TEXTAUSZUG –
============

In dem Entwurf werde die Wiener Zeitung zu einem "Aus- und Weiterbildungsmedium" umdefiniert. Vorgesehen dafür sei die Einrichtung eines "Media Hub Austria", der Ausbildungs- und Weiterbildungsprogramme sowie Praxisplätze bereitstelle, um "(angehende) Journalistinnen und Journalisten auf zukünftige Erfordernisse des Medienmarkts vorzubereiten".

Pläne der Regierung mit Unabhängigkeit von Medien "völlig unvereinbar"

Der Presseclub Concordia befürchtet mit dem geplanten "Media Hub Austria" eine "einschneidende Verstaatlichung journalistischer Aus- und Fortbildung". Mit der Unabhängigkeit von Medien sei dies "völlig unvereinbar". Das Volumen von sechs Millionen Euro sei höher als die Budgets aller bestehenden privaten Ausbildungsinitiativen zusammen. Damit werde journalistische Ausbildung "unter die Kontrolle einer GmbH in direkter Weisungslinie des Bundeskanzleramts gebracht", argumentiert der Presseclub: "Künftig könnte der Bundeskanzler der ihm unterstellten Gesellschaft einfach anordnen, was angehende Journalisten zu lernen hätten", erklärt Concordia-Präsident Andreas Koller. "Dieser autokratische Ansatz ist für eine Demokratie völlig unakzeptabel."

Eine dermaßen hoch dotierte würde die gesamte journalistische Aus- und Fortbildung dominieren. Dabei sehe der Gesetzesentwurf nicht einmal den Nachweis von pädagogischer Kompetenz, didaktischen Konzepten, Bedarfsanalysen, wissenschaftlicher Anbindung, Qualitätskontrollen oder Zertifizierungen vor, wie sie bestehende Einrichtungen selbstverständlich erfüllen müssen.

"Massiver staatlicher Eingriff"

Obendrein wäre der "Media Hub Austria" nicht der Rest-Redaktion, sondern direkt der Geschäftsführung der Wiener Zeitung GmbH unterstellt. Die Auszubildenden würden weiters in die sogenannte "Content Agentur Austria" eingebunden, die "Content- und Agenturleistungen für den Bund und Unternehmen des Bundes" erbringt. Daraus entsteht eine mit professionellem Journalismus unvereinbare Vermischung journalistischer Aufgaben mit Kommunikationsarbeit im Interesse des Staates.

"Ein solch massiver staatlicher Eingriff in die journalistische Profession wäre eine demokratiepolitische Katastrophe und widerspricht dem wichtigsten Kriterium für qualitätsvollen und kritischen Journalismus: politischer Unabhängigkeit. Wir halten es für völlig falsch, mitten in der aktuellen Debatte über Medien-Korruption durch frisierte Umfragen und deren gekaufte Veröffentlichung den sensiblen Bereich der Journalismus- und Medienbildung zu einer staatlichen Blackbox umzubauen", so Koller.

============

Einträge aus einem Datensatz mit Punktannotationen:
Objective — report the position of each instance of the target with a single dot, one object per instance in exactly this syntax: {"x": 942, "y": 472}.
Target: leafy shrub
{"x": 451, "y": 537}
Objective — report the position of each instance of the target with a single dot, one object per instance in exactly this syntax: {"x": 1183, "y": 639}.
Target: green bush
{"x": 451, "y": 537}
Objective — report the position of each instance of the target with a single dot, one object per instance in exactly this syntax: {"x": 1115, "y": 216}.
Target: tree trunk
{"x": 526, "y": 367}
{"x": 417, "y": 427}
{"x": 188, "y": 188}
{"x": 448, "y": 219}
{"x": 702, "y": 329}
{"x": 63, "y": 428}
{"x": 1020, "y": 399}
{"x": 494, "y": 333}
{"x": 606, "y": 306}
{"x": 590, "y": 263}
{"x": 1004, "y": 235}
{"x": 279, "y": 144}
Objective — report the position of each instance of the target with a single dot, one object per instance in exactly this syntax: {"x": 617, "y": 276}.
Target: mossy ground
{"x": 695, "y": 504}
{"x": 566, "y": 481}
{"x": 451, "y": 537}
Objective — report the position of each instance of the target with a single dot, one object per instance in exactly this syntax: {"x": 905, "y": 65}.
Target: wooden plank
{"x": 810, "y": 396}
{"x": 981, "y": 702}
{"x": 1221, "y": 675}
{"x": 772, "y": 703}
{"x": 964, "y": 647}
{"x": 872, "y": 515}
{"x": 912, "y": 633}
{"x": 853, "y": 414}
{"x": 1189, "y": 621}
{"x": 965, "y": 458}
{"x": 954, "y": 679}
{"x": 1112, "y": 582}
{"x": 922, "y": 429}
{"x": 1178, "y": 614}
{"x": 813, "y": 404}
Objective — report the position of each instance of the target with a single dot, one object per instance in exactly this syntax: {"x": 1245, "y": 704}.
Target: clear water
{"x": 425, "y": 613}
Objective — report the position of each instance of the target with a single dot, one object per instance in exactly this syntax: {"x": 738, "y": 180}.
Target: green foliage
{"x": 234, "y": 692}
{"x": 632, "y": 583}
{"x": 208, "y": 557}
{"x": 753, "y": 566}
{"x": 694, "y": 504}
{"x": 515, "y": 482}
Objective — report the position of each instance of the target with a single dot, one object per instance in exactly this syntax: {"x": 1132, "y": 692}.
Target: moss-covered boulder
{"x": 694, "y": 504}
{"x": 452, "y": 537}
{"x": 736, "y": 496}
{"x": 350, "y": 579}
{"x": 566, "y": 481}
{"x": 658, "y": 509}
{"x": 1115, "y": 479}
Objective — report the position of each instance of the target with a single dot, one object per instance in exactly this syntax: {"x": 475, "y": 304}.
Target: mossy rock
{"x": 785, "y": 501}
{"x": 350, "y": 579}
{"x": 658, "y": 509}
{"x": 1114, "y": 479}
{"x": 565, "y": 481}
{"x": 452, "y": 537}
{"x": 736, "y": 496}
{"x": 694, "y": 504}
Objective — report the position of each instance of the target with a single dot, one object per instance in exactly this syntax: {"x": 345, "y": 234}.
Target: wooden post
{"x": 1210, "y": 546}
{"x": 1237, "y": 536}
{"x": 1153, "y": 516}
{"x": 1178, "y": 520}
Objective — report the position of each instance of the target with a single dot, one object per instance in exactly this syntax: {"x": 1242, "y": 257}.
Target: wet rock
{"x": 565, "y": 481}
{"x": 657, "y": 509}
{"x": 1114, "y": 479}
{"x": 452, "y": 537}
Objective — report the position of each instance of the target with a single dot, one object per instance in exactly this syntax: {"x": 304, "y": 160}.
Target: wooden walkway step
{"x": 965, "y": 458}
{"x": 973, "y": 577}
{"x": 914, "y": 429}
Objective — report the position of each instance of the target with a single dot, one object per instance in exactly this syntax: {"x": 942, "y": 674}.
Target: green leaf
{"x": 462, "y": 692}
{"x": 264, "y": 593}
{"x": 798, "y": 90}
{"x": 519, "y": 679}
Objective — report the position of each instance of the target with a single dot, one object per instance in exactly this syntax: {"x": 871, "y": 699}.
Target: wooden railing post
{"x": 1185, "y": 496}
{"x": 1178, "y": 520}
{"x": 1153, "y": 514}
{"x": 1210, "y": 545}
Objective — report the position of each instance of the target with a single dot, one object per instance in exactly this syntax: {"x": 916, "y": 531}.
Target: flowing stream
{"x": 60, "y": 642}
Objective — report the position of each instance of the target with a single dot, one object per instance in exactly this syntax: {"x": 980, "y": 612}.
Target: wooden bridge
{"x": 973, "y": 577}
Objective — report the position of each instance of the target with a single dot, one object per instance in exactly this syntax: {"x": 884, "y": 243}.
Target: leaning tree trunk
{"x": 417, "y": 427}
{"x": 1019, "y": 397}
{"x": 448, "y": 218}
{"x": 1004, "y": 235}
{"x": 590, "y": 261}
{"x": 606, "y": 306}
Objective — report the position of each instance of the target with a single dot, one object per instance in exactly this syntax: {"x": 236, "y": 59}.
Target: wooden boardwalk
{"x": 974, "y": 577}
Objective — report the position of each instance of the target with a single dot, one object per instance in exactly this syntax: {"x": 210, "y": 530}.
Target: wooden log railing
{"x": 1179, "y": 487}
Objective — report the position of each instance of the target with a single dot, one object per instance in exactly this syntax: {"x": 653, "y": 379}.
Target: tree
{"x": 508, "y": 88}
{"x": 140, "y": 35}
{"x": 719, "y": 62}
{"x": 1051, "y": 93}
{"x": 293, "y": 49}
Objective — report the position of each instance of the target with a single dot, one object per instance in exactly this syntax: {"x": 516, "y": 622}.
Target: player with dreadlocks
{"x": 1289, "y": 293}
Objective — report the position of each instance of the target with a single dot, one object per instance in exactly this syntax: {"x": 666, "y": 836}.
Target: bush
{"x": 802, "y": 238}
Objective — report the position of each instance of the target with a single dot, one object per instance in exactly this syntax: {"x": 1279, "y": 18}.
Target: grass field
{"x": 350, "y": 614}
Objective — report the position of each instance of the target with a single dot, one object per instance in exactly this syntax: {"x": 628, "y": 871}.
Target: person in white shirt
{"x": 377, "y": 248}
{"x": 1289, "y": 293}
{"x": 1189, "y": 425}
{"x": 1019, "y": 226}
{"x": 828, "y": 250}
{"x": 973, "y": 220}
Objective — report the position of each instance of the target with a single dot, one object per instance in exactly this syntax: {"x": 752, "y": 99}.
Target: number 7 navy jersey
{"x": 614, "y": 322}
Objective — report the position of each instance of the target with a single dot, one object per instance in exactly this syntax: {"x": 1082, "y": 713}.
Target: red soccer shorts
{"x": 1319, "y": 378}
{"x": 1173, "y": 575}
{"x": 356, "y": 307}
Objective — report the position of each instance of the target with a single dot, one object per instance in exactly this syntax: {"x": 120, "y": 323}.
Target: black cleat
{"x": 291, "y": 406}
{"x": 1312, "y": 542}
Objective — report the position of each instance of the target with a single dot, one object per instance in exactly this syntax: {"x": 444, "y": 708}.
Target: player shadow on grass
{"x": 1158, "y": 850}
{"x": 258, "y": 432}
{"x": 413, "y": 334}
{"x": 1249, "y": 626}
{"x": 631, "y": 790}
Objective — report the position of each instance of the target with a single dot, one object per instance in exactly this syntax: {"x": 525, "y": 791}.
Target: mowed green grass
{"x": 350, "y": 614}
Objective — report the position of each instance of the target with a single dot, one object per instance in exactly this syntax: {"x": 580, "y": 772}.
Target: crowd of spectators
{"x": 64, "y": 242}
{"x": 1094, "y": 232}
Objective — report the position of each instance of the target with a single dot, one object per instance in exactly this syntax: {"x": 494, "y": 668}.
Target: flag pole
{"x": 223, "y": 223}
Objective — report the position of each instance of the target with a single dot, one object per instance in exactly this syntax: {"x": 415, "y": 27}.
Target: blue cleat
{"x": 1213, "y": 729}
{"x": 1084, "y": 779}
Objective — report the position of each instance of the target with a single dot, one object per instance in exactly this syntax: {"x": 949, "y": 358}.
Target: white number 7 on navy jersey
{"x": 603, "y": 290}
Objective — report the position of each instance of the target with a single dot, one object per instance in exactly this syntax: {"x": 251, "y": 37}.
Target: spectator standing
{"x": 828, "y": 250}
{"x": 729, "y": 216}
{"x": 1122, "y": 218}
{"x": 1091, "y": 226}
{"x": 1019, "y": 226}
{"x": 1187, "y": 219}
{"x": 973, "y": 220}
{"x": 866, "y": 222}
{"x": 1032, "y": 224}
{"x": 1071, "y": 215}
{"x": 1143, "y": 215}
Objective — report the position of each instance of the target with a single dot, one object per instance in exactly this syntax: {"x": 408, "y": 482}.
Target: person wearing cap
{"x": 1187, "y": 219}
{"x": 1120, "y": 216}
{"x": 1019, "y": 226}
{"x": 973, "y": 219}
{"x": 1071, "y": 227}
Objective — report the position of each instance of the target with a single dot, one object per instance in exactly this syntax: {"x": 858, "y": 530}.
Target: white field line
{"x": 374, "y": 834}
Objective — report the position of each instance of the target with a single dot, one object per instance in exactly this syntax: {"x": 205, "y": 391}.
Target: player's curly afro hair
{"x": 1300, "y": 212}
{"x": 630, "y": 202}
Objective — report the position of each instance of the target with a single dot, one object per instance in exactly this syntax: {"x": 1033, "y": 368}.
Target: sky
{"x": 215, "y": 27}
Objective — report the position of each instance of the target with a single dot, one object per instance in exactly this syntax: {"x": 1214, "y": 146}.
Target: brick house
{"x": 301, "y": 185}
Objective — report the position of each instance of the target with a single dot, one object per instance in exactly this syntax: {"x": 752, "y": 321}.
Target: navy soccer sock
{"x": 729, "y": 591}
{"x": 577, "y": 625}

============

KURZAUFGABE 1 –
Beantworten Sie anhand des Textauszugs zum „Media Hub Austria“ die folgenden Fragen:
(a) Zu welcher Art von Medium wird die Wiener Zeitung laut dem Entwurf umdefiniert?
(b) Wie hoch ist das Volumen, das der Presseclub Concordia nennt?
(c) Wem wäre der „Media Hub Austria“ direkt unterstellt?
KURZAUFGABE 2 –
Schreiben Sie den Textauszug über die Kritik am geplanten „Media Hub Austria“ ab dem Ende des letzten Zitats von Koller weiter.

LÖSUNG 1 –
(a) Zu einem „Aus- und Weiterbildungsmedium“.
(b) Sechs Millionen Euro.
(c) Direkt der Geschäftsführung der Wiener Zeitung GmbH, nicht der Rest-Redaktion.

LÖSUNG 2 –
Transparente Förderstrukturen

Höhere Budgets für bestehende unabhängige Aus- und Fortbildungseinrichtungen seien grundsätzlich sinnvoll, sagt weiters Daniela Kraus, Generalsekretärin des Presseclubs Concordia. "Dies müsste jedoch nach transparenten Förderstrukturen erfolgen, die der parlamentarischen Kontrolle unterliegen. Dazu gehören klare Kriterien, eine qualifizierte Fachjury aus Praxis und Wissenschaft." Die laut Gesetzesentwurf mögliche Quersubventionierung anderer Institutionen durch nicht näher definierte Kooperationen mit dem "Media Hub Austria", die keinerlei Transparenz und Kontrolle unterliegen, darf kein Ersatz für die Förderung unabhängiger Aus- und Weiterbildung sein.

Für eine nachhaltige Zukunft der Wiener Zeitung fordert die Concordia weiterhin eine Lösung, die sie als unabhängiges Nachrichtenmediumerhält. Der Gesetzesentwurf verdeutlicht neuerlich, dass die Republik keine Bereitschaft zur weiteren Herausgabe der Wiener Zeitung als Medium mit öffentlich-rechtlichem Charakter zeigt. Der Presseclub Concordia erneuert daher seine Forderung zur Übergabe des Mediums Wiener Zeitung an einen neuen Eigentümer, der bereit ist, den Charakter des Mediums zu erhalten.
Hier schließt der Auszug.